▸ Task directions:
Rewrite all of the items below, changing "position" to "location" wherever it occurs and leaving everything else untouched.

▸ Material for the task:
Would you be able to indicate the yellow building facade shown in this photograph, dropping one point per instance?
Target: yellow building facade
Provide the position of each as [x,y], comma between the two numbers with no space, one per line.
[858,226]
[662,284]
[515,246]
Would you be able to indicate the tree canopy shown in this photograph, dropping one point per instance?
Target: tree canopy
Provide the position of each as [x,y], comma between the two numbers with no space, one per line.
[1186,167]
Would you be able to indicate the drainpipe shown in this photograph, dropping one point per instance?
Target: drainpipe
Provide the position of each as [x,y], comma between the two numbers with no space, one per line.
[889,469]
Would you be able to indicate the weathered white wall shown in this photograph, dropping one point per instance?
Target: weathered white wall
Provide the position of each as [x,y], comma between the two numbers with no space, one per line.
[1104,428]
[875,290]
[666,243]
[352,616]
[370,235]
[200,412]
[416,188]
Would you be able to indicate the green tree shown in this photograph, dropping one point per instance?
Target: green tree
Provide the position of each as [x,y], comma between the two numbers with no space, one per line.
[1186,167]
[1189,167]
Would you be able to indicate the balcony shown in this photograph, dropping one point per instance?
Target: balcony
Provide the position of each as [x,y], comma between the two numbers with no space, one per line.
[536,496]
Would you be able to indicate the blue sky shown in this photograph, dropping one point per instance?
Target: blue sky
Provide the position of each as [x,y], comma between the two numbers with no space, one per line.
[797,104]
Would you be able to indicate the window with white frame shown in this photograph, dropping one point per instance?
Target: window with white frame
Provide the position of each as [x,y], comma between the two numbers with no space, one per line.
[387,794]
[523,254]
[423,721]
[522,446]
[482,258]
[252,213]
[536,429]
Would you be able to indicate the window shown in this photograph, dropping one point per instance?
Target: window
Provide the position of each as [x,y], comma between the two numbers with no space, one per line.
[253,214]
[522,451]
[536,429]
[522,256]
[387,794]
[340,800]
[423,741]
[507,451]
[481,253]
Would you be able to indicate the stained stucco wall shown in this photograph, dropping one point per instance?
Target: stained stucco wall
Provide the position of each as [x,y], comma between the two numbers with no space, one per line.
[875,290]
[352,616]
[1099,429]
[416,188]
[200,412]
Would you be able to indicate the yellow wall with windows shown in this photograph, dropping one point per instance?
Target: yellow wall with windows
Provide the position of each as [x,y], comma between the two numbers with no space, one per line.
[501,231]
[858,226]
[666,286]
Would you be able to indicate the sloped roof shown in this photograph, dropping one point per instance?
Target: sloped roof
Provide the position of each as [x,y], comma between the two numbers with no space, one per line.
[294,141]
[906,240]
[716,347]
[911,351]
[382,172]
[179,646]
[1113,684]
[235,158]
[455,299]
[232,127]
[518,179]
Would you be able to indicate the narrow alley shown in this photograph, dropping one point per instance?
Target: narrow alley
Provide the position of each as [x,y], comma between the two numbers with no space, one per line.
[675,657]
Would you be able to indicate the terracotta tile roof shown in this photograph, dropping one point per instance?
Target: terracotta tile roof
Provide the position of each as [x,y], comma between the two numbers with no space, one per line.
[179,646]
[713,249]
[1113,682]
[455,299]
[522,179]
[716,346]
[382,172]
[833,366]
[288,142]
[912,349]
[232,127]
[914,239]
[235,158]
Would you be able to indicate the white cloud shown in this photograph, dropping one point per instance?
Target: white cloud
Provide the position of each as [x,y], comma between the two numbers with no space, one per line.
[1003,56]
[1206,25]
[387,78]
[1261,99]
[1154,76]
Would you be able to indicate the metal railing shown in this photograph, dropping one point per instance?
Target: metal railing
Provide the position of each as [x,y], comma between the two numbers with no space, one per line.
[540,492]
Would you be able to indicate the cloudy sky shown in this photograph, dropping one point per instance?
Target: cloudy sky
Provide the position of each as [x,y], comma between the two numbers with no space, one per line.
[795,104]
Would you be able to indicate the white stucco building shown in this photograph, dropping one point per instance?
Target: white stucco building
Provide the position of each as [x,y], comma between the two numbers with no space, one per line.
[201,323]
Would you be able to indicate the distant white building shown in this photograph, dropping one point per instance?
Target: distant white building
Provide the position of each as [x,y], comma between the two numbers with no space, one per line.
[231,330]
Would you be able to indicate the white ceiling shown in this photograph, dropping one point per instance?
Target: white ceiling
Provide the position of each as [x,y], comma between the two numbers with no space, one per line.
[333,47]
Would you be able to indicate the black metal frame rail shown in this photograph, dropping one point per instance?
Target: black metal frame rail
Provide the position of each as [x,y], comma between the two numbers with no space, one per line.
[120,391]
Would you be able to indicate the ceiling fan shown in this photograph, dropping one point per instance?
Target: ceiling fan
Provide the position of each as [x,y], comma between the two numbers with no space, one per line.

▸ Correct output:
Would you be able to indicate the yellow building facade shown in this photograph, dropping one point per instance?
Target: yellow building facade
Provide the location of each as [x,y], comma between the two numbers with no space, one per line.
[858,226]
[662,284]
[515,246]
Would you be able to indicate the tree canopy shown in this photograph, dropping one point per instance?
Target: tree canopy
Provide the location of each as [x,y], comma between the two numbers with no space, one per line.
[1186,167]
Would you be able to indicate the drainpipe shown in this photograph, dropping one point per instance?
Target: drainpipe
Provide the location of each as [x,y], comma between the two numbers with no space, one per line.
[889,469]
Would you be able to indicate the weathered white wall shown in this photograph, dropping one point per instance?
Target: weathered white wall
Provide the location of each as [x,y], comma between the two numbers with no space, one per line.
[1104,428]
[875,290]
[666,243]
[352,616]
[370,235]
[200,412]
[416,188]
Would you be able to indicate the green tree shown in this photograph, dropping one point per instance?
Target: green tree
Provide the location of each as [x,y], comma between the two numbers with no space, one per line.
[1186,167]
[1189,167]
Would you be able to indicate the balcony shown in this photograph, dropping one point per instance?
Target: balcony
Provide the location of each as [x,y], comma between the two numbers with no space, one per line.
[536,496]
Would you be able to indicate the blue sky shown in this photograph, dropping one point per instance?
Target: blue sky
Provide the location of each as [x,y], comma between the two numbers with no space, one per line.
[797,104]
Would you be able to indicate the window with white frame shown in this photograph, dropping one point per instance?
Target: window with white frame
Provide the location of each as [x,y], comma between the two numbers with no space, one per line.
[387,794]
[523,254]
[423,721]
[522,446]
[482,258]
[252,213]
[536,429]
Would you be able to indicate the window shown in this photograph, dropping one point per instance?
Target: window
Provide the location of each as [x,y], comma between the two numbers with no space, one per line.
[253,214]
[522,451]
[536,429]
[522,256]
[387,794]
[340,800]
[423,741]
[507,451]
[481,253]
Would you be able to indicate the stained stucco wall shown in this photograph, dropping one point per instance?
Target: stained stucco wall
Provide the location of each as [x,y], comma between the two numbers with no space, one per line.
[875,290]
[352,616]
[1099,429]
[416,188]
[200,412]
Would you be able to indicate the yellow wall with windows shown in this photograph, dropping one point per instance?
Target: yellow wall with windows
Provide the location of each as [x,y], comma between the two numbers with no space, one per line.
[501,231]
[858,226]
[666,286]
Would you be able to indicate the sloped roof shown in this photograph, dropping one point per instance?
Target: sloped roof
Provide the location of each as [x,y], comma between the two numbers with no space, one per line.
[294,141]
[906,240]
[716,347]
[911,351]
[382,172]
[179,646]
[1113,684]
[235,158]
[455,299]
[232,127]
[518,179]
Would you be able to indicate the narrow alley shown in this photograph, dropping one point per instance?
Target: narrow alley
Provide the location of each as [x,y], comma between the two numbers with no space, one per line.
[675,657]
Would you be able to indicate the terracotta tile roof shown in this photograph, dropping one point per instance?
Target: terracotta tile roof
Provide the location of each as [x,y], comma between the two numbers with no space, one per line.
[179,646]
[713,249]
[1113,682]
[455,299]
[522,179]
[716,346]
[382,172]
[833,366]
[288,142]
[912,349]
[232,127]
[914,239]
[235,158]
Would you be able to indicate the white cloud shown in this photograph, dropping one point per instance?
Target: white cloud
Provide the location of each as [x,y], comma between the two numbers with no space, one per line.
[1003,56]
[1206,25]
[387,78]
[1261,99]
[1154,76]
Would you be able to indicate the metal railing shown in this photograph, dropping one point per instance?
Target: metal railing
Provide the location of each as [x,y], comma between the two numbers with no space, one per line.
[540,492]
Would you be able to indicate the cloudy sky shown in this photograph, dropping one point per instance?
Target: cloudy sky
Provide the location of each as [x,y], comma between the two numbers with no space, one per line.
[795,104]
Would you be able to indicate the white stucco building shown in this photograph, dropping one point per instance?
Target: white stucco building
Provide the location of each as [x,y], comma between the two numbers with no space, one per line.
[201,323]
Would you be able to indicate the distant white building shown in this photograph, dropping one point per instance?
Target: distant white building
Provide the location of each as [x,y], comma between the two numbers with no space, one per line.
[231,330]
Would you be able to indicate the white ceiling shown in this photograph, dropping one point per instance?
Target: white ceiling
Provide the location of each as [x,y], comma between the two numbers with no space, one per line.
[333,47]
Would you be able to indicate the black metal frame rail shown in this photograph, dropping one point per instance?
Target: black metal frame rail
Provide the location of each as [x,y], comma between the two numbers with no space, one per line.
[120,391]
Would you be able to indicate the ceiling fan shown in this photograph, dropping one point per instance?
Target: ceiling fan
Provide the location of each as [x,y], comma between the two numbers with no space, one per line.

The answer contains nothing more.